Return all lines below containing the word "vegetation".

Start of PROVIDED RECORDS

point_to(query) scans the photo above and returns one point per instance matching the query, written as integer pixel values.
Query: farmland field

End of PROVIDED RECORDS
Start of PROVIDED RECORDS

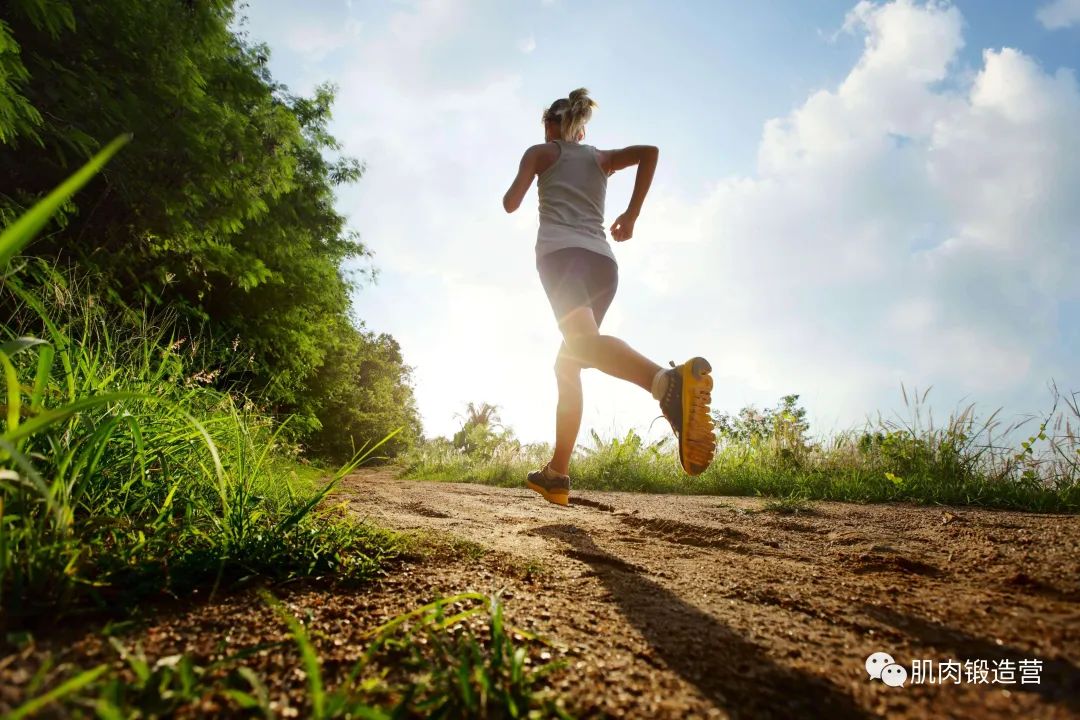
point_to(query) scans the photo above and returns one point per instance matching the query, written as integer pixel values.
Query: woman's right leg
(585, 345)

End of PROVIDED RECORDS
Start of PROVIDED RECORDS

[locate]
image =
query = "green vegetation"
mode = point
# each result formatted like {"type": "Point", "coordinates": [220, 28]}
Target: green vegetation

End of PROVIDED RECORDS

EXERCISE SOLUTION -
query = "green vegetation"
Target: green vegetation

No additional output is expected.